* **Given instruction a**
In the forum thread below about exam stress, what study method does fiona26's friend rely on?

* **Source extract**
--------------------------------------------------
# Stressed



## Kitty19HasIBS (Jan 8, 2002)

I feel like whining. I had 6 papers due this week and a very long test to study for that is on Friday. My other teachers held off on test the last two weeks because finals are next week. But that one teacher is just plain mean. I have her final on the same long length of information Wednesday. I hate art as it is but to memorize 1000 things for a test? Then I have an English essay to write on Monday at 8 am in the morning about a topic that is given on the spot. With the test I had to turn in 3 papers and it is graded by someone other than my teacher. You either pass or fail. I have a B avg in it but if I fail those essays I fail the course. If one paper fails, the whole thing fails. This is very stressful. I have to ace about all of my finals. I'm so stressed out because I've been feeling sick which makes it hard to study and go to class. All my finals are at 8 am so I have to get up at 5 am and the mornings are bad for me. To top that off other stuff in my life is going wrong. I think God is testing my mental stability. I don't know how I will get through the rest of this week and next week. Any ideas to destress or study?


----------



## fiona26 (Dec 12, 2001)

Hi Kitty, I know how your feeling at the moment. Im sitting my exams in a couple of weeks and I have so many assingments and essays still to hand in. I find it really hard to study when Im surrounded by people so I tend to do mine late at night which always means Im exhausted the next day. My friend has a study tip which she swears by: she makes a tape of herself reading the facts she has to learn and then plays it while she sleeps. Ive never actually tried it but I suppose it could be worth a shot. As for relaxing, I really love aromatheropy and massages- I find them so helpful in alleviating stress. Of course another method is to go out and get drunk but thats probably not such a good idea with exams coming up hehe.Anyways hang in there- we know how u feel


----------
--------------------------------------------------
* **Given instruction b**
List every line in the entries that contains the word "doorway", treating uppercase and lowercase letters as distinct.
--------------------------------------------------
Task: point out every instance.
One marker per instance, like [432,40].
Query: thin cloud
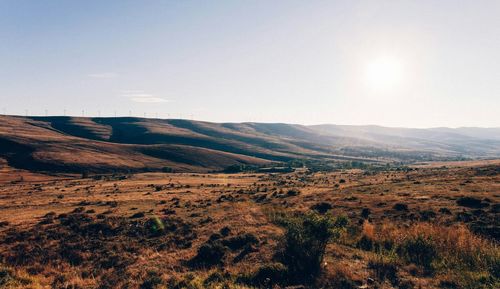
[103,75]
[139,96]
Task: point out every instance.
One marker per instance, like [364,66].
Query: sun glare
[384,74]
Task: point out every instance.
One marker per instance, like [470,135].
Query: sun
[384,74]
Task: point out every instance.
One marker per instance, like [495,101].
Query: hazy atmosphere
[392,63]
[249,144]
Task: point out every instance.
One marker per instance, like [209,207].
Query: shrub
[240,241]
[208,255]
[322,207]
[152,281]
[400,207]
[365,213]
[167,170]
[304,243]
[385,267]
[471,202]
[420,251]
[267,275]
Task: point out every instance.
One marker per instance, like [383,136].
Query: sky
[421,63]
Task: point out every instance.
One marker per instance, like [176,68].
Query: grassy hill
[75,144]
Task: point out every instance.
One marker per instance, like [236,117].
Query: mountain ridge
[102,144]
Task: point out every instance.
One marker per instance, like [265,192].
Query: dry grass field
[430,226]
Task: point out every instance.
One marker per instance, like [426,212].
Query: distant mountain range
[76,144]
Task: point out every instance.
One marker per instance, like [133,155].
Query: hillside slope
[75,144]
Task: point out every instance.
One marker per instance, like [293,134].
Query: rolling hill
[76,144]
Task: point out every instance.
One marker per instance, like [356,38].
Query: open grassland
[431,226]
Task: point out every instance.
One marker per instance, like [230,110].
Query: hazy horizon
[416,64]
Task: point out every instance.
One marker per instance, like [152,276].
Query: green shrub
[420,251]
[208,255]
[266,276]
[304,243]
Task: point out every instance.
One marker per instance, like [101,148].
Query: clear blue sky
[395,63]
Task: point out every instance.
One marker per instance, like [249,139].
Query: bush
[322,207]
[420,251]
[208,255]
[471,202]
[267,275]
[304,244]
[240,241]
[400,207]
[152,281]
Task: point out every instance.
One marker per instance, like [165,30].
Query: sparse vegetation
[254,231]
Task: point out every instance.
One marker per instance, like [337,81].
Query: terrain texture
[99,145]
[429,226]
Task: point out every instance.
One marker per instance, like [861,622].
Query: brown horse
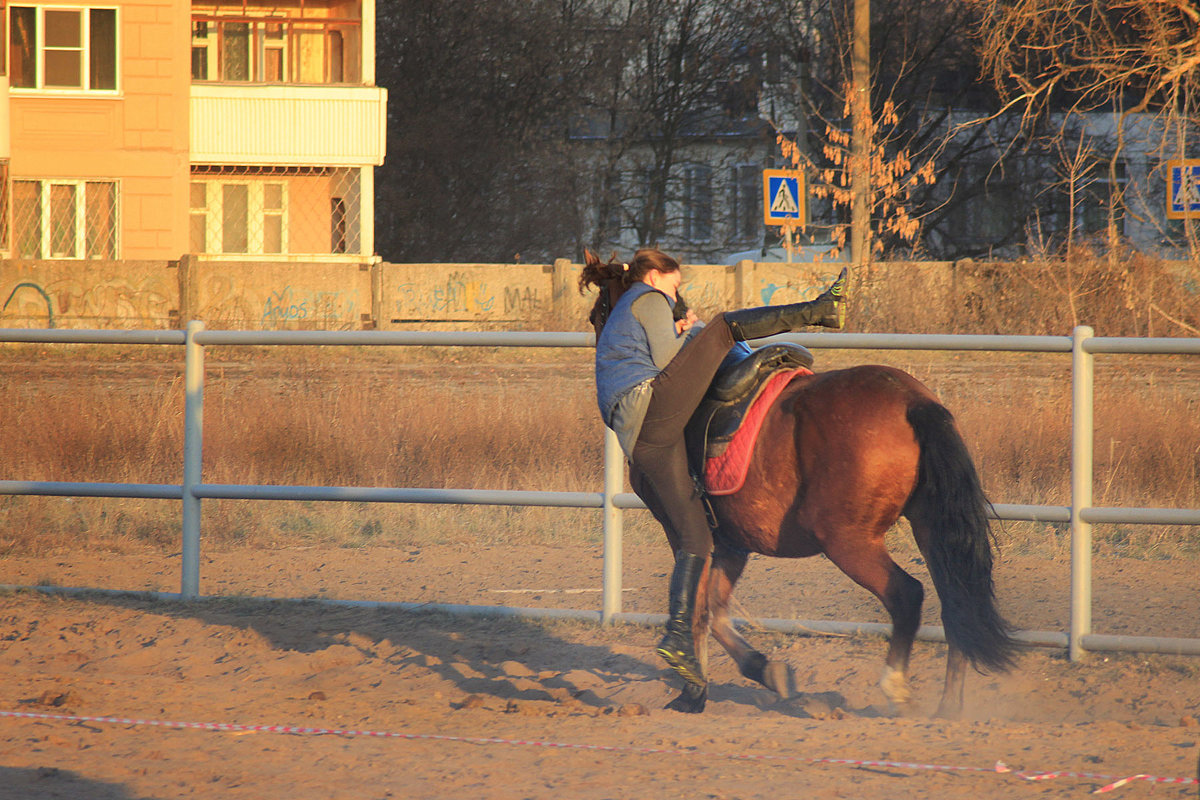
[840,457]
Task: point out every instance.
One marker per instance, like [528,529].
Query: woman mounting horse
[841,456]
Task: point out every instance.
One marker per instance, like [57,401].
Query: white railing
[1083,346]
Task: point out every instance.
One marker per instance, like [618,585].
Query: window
[57,218]
[697,203]
[240,216]
[277,49]
[745,202]
[63,49]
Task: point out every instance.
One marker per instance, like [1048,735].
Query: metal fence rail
[612,500]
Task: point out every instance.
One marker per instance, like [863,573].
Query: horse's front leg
[775,675]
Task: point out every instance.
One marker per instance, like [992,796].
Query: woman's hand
[683,325]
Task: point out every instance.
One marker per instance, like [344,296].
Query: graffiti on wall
[459,294]
[133,300]
[327,310]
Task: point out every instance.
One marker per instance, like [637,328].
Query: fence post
[193,434]
[613,482]
[1081,441]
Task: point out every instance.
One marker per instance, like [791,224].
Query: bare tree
[688,73]
[1121,56]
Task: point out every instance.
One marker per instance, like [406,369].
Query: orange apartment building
[150,128]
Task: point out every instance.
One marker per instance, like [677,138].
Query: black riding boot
[678,647]
[828,311]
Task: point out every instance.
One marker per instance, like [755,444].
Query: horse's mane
[609,280]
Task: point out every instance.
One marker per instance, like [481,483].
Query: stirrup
[837,295]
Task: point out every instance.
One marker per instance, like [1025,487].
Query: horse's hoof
[779,678]
[948,713]
[691,699]
[895,687]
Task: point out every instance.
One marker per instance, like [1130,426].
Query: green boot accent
[678,648]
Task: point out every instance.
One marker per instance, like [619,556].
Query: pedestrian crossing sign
[783,197]
[1182,188]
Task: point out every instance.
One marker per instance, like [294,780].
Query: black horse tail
[951,501]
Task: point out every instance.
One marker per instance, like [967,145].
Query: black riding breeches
[659,461]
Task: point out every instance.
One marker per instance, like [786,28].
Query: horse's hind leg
[754,665]
[871,567]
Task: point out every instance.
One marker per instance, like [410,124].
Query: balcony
[289,126]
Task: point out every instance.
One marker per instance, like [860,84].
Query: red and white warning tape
[1115,782]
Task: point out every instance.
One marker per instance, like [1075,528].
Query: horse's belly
[759,528]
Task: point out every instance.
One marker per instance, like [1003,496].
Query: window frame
[257,215]
[697,203]
[87,76]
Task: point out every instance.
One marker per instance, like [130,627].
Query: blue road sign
[1183,188]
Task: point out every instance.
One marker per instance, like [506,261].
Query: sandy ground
[511,708]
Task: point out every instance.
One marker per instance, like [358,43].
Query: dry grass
[520,420]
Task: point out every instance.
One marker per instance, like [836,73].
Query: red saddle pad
[726,473]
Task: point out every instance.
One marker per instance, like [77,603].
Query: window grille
[64,218]
[63,49]
[279,49]
[275,210]
[745,202]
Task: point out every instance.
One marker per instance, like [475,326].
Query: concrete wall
[360,296]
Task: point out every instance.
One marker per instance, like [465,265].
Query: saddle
[720,434]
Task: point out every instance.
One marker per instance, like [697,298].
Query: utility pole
[861,137]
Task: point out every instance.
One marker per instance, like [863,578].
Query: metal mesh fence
[275,210]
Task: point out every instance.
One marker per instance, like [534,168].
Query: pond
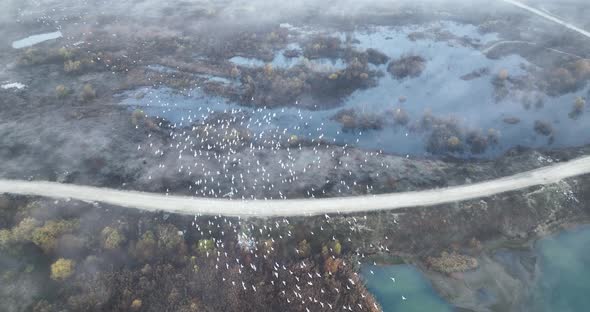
[564,276]
[402,288]
[440,90]
[35,39]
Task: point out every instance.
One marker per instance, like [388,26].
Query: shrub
[332,265]
[72,66]
[400,116]
[146,247]
[337,247]
[47,235]
[543,128]
[62,91]
[304,248]
[136,304]
[137,116]
[88,92]
[24,230]
[452,262]
[168,237]
[65,53]
[112,238]
[62,269]
[5,238]
[578,108]
[205,245]
[503,74]
[407,66]
[454,143]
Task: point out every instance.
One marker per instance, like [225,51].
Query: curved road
[298,207]
[548,17]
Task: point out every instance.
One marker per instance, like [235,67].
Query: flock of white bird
[281,274]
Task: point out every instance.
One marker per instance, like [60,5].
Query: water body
[564,283]
[35,39]
[439,89]
[409,284]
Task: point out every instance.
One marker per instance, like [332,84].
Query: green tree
[62,269]
[112,238]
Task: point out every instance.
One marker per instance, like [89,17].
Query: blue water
[409,284]
[564,283]
[438,89]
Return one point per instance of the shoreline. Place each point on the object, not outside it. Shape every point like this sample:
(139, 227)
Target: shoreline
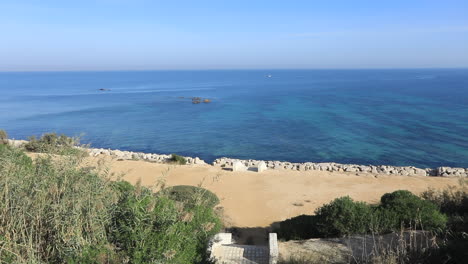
(227, 163)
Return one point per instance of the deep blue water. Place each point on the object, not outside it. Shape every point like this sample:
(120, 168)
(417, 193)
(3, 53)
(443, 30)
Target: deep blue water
(395, 117)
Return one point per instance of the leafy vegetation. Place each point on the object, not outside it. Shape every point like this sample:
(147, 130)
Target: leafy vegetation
(54, 210)
(54, 144)
(343, 216)
(178, 159)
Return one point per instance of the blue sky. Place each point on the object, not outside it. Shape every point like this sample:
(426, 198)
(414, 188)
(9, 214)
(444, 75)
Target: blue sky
(237, 34)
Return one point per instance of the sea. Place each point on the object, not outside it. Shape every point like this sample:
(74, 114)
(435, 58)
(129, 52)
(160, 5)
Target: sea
(402, 117)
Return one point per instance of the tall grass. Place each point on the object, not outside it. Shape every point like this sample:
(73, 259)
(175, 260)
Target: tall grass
(49, 207)
(55, 210)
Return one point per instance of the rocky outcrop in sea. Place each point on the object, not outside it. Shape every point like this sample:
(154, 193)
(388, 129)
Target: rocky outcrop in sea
(279, 165)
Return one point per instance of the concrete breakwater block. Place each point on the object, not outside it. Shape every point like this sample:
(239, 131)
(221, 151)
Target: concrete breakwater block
(261, 166)
(238, 166)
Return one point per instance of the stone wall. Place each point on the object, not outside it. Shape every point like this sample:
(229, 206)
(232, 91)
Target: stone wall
(330, 166)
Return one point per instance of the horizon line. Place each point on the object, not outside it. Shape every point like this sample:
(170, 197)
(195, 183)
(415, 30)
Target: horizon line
(236, 69)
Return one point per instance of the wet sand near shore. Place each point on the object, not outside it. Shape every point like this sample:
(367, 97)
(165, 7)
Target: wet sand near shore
(251, 199)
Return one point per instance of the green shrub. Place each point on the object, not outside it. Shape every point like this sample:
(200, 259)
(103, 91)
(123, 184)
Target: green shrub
(191, 195)
(3, 137)
(55, 210)
(155, 229)
(299, 227)
(178, 159)
(53, 143)
(453, 201)
(343, 216)
(411, 211)
(50, 208)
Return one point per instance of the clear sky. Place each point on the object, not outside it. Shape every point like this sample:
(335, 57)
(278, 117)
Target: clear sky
(217, 34)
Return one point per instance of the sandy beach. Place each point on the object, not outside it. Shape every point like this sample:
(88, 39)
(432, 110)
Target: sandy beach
(251, 199)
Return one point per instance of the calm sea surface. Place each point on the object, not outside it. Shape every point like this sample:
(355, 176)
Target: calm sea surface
(395, 117)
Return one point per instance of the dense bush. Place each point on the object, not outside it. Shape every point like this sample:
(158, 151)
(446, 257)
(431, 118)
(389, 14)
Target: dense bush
(50, 208)
(151, 228)
(54, 210)
(410, 210)
(299, 227)
(53, 143)
(453, 202)
(178, 159)
(191, 195)
(343, 216)
(3, 137)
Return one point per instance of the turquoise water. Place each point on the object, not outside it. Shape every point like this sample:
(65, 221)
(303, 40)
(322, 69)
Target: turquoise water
(395, 117)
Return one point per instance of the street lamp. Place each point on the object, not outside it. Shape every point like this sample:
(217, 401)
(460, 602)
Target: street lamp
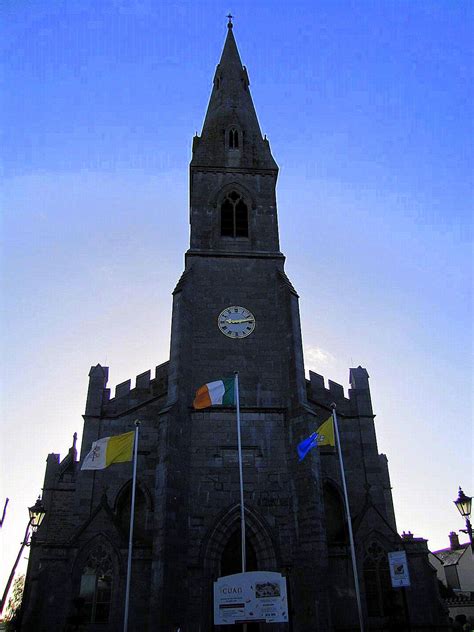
(37, 513)
(463, 504)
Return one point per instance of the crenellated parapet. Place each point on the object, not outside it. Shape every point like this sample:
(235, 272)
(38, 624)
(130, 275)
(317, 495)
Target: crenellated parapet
(357, 403)
(99, 402)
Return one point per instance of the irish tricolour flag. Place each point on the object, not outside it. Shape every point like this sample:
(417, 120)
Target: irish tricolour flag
(216, 393)
(108, 450)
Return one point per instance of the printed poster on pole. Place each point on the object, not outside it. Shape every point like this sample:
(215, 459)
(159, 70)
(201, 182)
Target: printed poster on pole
(258, 596)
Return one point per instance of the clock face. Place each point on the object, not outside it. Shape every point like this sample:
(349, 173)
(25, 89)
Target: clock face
(236, 322)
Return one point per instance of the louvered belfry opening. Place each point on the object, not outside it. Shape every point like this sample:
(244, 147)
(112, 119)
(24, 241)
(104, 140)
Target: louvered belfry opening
(234, 216)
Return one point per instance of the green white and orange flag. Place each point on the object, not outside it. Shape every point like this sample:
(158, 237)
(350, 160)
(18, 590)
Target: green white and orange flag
(108, 450)
(218, 393)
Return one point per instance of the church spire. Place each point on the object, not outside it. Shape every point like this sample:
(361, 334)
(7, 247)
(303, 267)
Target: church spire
(231, 135)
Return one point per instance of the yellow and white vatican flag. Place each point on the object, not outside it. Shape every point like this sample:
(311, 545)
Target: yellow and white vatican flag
(108, 450)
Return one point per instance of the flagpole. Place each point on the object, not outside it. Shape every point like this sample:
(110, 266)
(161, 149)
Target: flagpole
(349, 521)
(242, 508)
(130, 538)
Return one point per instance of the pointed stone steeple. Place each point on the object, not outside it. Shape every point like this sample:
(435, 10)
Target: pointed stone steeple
(231, 135)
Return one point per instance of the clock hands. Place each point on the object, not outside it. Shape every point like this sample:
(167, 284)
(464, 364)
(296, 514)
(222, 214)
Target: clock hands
(239, 321)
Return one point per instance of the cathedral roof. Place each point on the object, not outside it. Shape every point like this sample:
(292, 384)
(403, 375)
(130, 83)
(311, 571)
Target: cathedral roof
(231, 107)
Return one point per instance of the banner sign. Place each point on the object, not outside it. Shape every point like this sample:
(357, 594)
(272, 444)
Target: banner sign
(399, 575)
(245, 597)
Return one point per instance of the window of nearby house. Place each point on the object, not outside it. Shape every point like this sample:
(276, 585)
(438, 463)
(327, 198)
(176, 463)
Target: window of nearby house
(234, 216)
(96, 586)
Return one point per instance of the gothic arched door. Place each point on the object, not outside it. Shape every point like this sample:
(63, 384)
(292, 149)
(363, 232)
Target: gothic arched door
(231, 562)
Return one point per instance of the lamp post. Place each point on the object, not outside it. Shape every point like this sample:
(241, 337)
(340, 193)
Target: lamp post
(37, 513)
(463, 504)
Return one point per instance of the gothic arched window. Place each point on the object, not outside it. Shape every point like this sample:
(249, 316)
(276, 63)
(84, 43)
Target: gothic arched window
(140, 514)
(382, 600)
(233, 138)
(234, 216)
(96, 586)
(336, 532)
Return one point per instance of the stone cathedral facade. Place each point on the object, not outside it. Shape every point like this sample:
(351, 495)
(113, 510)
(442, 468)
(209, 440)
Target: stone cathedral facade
(187, 529)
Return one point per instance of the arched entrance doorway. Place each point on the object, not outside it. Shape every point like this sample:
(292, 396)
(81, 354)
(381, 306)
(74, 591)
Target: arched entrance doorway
(221, 554)
(231, 562)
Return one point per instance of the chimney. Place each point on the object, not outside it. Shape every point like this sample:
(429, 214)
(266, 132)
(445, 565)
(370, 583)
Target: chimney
(453, 541)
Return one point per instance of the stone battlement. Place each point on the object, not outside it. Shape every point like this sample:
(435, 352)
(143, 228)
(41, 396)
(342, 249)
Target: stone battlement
(358, 401)
(100, 403)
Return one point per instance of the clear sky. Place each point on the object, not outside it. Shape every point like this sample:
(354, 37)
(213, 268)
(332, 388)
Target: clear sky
(368, 109)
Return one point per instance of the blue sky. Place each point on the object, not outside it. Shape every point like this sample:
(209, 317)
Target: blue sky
(368, 109)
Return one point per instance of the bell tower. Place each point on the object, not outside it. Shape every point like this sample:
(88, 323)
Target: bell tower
(233, 174)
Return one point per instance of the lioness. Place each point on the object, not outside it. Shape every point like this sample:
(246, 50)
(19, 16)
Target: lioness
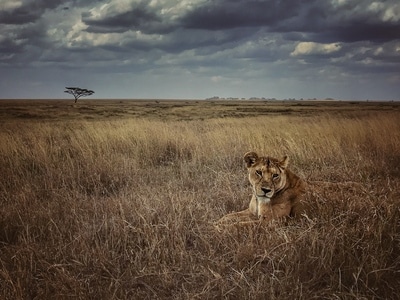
(277, 192)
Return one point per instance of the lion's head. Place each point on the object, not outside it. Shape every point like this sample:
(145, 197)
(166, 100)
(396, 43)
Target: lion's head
(266, 174)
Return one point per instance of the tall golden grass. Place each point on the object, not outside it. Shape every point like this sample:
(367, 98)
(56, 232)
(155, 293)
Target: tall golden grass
(122, 209)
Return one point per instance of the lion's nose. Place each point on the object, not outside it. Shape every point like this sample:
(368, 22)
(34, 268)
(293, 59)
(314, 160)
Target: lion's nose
(266, 190)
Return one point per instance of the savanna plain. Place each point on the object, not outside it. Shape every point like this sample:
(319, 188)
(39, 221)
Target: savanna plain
(116, 199)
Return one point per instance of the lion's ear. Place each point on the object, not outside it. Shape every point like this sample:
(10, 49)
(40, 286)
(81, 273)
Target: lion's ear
(250, 158)
(284, 162)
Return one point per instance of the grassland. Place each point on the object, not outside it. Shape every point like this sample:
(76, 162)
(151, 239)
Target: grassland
--------------------------------------------------
* **Exercise response a**
She records herself reading the facts she has to learn and plays the tape while she sleeps.

* **Exercise response b**
Return one point per instance of the arched entrance doorway. Place each point on the object, not outside it. Shape every point like this sample:
Target: arched entrance doorway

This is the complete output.